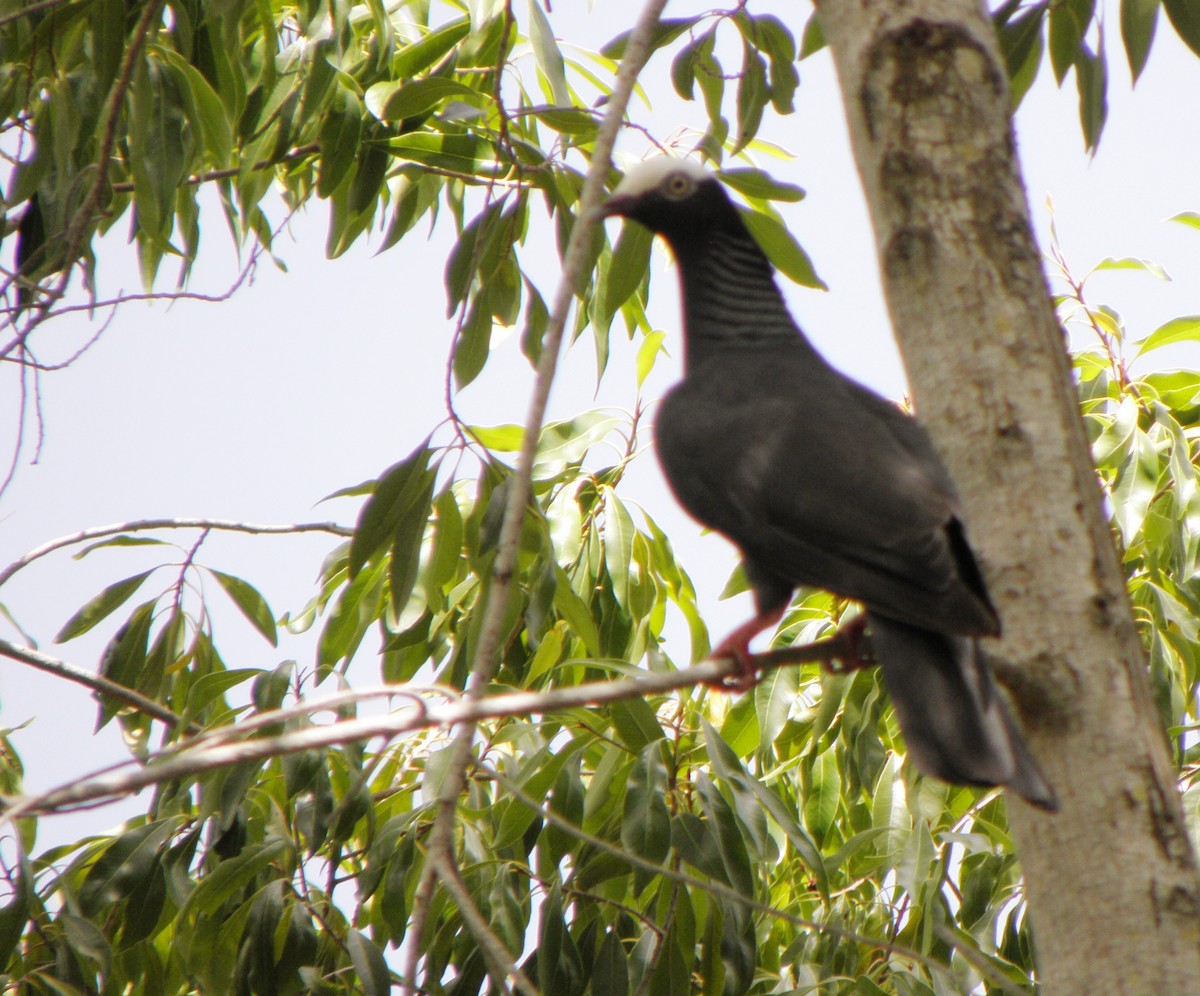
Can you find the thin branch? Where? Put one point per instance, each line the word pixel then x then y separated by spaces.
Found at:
pixel 299 153
pixel 89 210
pixel 95 682
pixel 499 963
pixel 496 598
pixel 713 888
pixel 31 9
pixel 143 525
pixel 184 760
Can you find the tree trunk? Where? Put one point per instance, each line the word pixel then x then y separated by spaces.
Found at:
pixel 1111 880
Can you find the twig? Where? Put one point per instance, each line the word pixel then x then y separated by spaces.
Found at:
pixel 199 755
pixel 95 682
pixel 496 599
pixel 714 888
pixel 89 209
pixel 31 9
pixel 299 153
pixel 499 963
pixel 143 525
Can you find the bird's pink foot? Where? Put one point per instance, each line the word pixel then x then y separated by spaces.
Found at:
pixel 736 647
pixel 857 653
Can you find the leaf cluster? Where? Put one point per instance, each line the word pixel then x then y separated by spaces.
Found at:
pixel 684 843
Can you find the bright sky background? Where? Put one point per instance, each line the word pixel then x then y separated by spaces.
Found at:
pixel 315 379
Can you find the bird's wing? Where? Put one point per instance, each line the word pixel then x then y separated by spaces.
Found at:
pixel 816 486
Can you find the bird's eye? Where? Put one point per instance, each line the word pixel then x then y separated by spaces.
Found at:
pixel 677 185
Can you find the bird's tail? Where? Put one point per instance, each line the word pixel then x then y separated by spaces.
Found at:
pixel 955 721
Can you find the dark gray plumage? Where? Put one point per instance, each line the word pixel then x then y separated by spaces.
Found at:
pixel 822 483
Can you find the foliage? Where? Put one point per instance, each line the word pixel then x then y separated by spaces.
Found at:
pixel 683 843
pixel 1073 33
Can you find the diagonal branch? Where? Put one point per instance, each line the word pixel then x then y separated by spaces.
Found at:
pixel 183 760
pixel 143 525
pixel 97 683
pixel 497 595
pixel 88 211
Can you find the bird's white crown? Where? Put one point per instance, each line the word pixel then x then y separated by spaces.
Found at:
pixel 649 174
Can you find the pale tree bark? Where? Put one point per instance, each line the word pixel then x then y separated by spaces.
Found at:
pixel 1111 880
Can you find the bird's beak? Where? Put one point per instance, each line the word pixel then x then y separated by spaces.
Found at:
pixel 617 204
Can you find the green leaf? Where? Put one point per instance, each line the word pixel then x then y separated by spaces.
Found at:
pixel 576 121
pixel 646 822
pixel 1068 22
pixel 251 604
pixel 667 30
pixel 647 353
pixel 813 40
pixel 823 796
pixel 399 100
pixel 473 346
pixel 101 606
pixel 209 111
pixel 730 841
pixel 574 610
pixel 753 96
pixel 15 913
pixel 781 249
pixel 125 865
pixel 1191 219
pixel 420 55
pixel 618 546
pixel 761 185
pixel 1132 263
pixel 406 546
pixel 773 700
pixel 610 971
pixel 636 724
pixel 369 964
pixel 394 497
pixel 1139 18
pixel 546 54
pixel 629 265
pixel 339 144
pixel 1185 17
pixel 1021 37
pixel 1091 76
pixel 208 688
pixel 1186 329
pixel 499 438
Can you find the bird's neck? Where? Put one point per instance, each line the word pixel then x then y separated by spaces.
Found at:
pixel 730 298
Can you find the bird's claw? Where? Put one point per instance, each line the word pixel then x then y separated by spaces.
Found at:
pixel 744 677
pixel 858 649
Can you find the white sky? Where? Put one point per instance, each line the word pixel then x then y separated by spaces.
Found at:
pixel 316 379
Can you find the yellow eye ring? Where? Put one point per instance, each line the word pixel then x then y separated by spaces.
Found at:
pixel 677 186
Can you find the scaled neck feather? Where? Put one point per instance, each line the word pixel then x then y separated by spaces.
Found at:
pixel 730 297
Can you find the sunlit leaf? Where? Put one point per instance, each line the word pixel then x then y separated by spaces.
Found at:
pixel 101 606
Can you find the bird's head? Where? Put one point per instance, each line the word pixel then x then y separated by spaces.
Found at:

#####

→ **DIRECTION**: Reproduce all the items above with every "Found at" changed to "Located at" and nothing else altered. Leave the pictures out.

→ **ANSWER TO THE TASK**:
Can you find the thin branch? Where? Put one point per instance, each line the word pixel then x then y separated by spaces.
Located at:
pixel 299 153
pixel 89 210
pixel 95 682
pixel 499 963
pixel 496 598
pixel 713 888
pixel 31 9
pixel 143 525
pixel 184 760
Can you find the tree trunk? Where? Put one point per instance, each line the word pixel then x then y separated by spaces.
Located at:
pixel 1111 880
Can you find the twig? Where? Put one point per instance, each line the word pixel then x then y separated by spaces.
Located at:
pixel 199 755
pixel 95 682
pixel 496 599
pixel 714 888
pixel 89 209
pixel 31 9
pixel 299 153
pixel 499 963
pixel 143 525
Can you find the bird's pink foot? Where? Put one point per instance, each line the word pixel then x then y separated by spaces.
Located at:
pixel 736 647
pixel 857 653
Can you find the leaf cluster? Where? Put one point per instance, each line the word pixel then x then y separated by spaces.
Located at:
pixel 684 843
Can you find the bright sky background? Where? Put one point per instance, each line the word pixel then x then y separated by spaces.
Located at:
pixel 315 379
Can you find the bird's wing? Where? Put one point per instance, each line the word pixel then x then y separated by spaces.
Located at:
pixel 816 486
Can you find the bird's eye? Where? Put one point per instance, each line the word pixel then x then y separated by spaces.
Located at:
pixel 677 185
Can you find the bird's tail? Where? Put one point per instance, each line the word pixel then x then y separated by spaces.
Located at:
pixel 955 721
Can you find the dark gray plumage? Where? Put one point per instance, each line the word pixel then x then y separated by spaces.
Located at:
pixel 822 483
Can you find the foliage? Where? Put one point per instance, each line the word pixel then x then y separated by spaces.
Located at:
pixel 683 843
pixel 1073 33
Can you find the diagonal branch? Where? Put one point per instance, each line the word pixel then x then y separated by spaces.
Located at:
pixel 183 760
pixel 143 525
pixel 97 683
pixel 497 595
pixel 88 211
Can you find the bird's white crown? Where? Put one point per instance, each line the word pixel then x then y separated by spaces.
Located at:
pixel 649 174
Can you find the pale tree bark? Where? Put one point per instance, each line the word pixel then x then y separated by spaces.
Located at:
pixel 1111 880
Can you find the bird's beak? Where? Put one point per instance, each line the word pixel then x then y separated by spaces.
Located at:
pixel 617 204
Can you find the green leaf? Where? Put one point per instance, each line the word pixel then x then y separated by spaces.
Located at:
pixel 576 121
pixel 646 822
pixel 1068 22
pixel 251 604
pixel 667 30
pixel 647 353
pixel 813 40
pixel 823 796
pixel 399 100
pixel 473 346
pixel 101 606
pixel 209 111
pixel 730 841
pixel 574 610
pixel 753 96
pixel 15 913
pixel 781 249
pixel 125 865
pixel 1191 219
pixel 420 55
pixel 618 546
pixel 761 185
pixel 1132 263
pixel 406 546
pixel 773 700
pixel 610 971
pixel 636 724
pixel 369 964
pixel 394 497
pixel 1139 18
pixel 546 54
pixel 629 265
pixel 339 144
pixel 1185 17
pixel 1021 37
pixel 1091 76
pixel 208 688
pixel 1186 329
pixel 499 438
Can you find the bird's neck? Where? Put one point per instance, each line the word pixel then x then y separated by spaces.
Located at:
pixel 730 298
Can you find the bird's claw? Where? Put one point per instance, each line the word pixel then x then y separated by spaces.
Located at:
pixel 744 677
pixel 858 649
Can you find the white sky? Where? Put one point per instance, each line the word pixel then x then y separated by spaces.
Located at:
pixel 316 379
Can you find the yellow eye ring? Where? Put one point per instance, each line the word pixel then x then y separated by spaces.
Located at:
pixel 677 186
Can you find the scaled neck feather? Where? Put one point per instance, each line the word pixel then x then y separated by spaces.
Located at:
pixel 730 297
Can you find the sunlit leaf? Where? Put one point per instance, each line the word pixel then x then y separated by spaces.
Located at:
pixel 101 606
Can you find the bird's head? Where? Put one point per instance, each line the word pixel then x then y separated by spaces.
Located at:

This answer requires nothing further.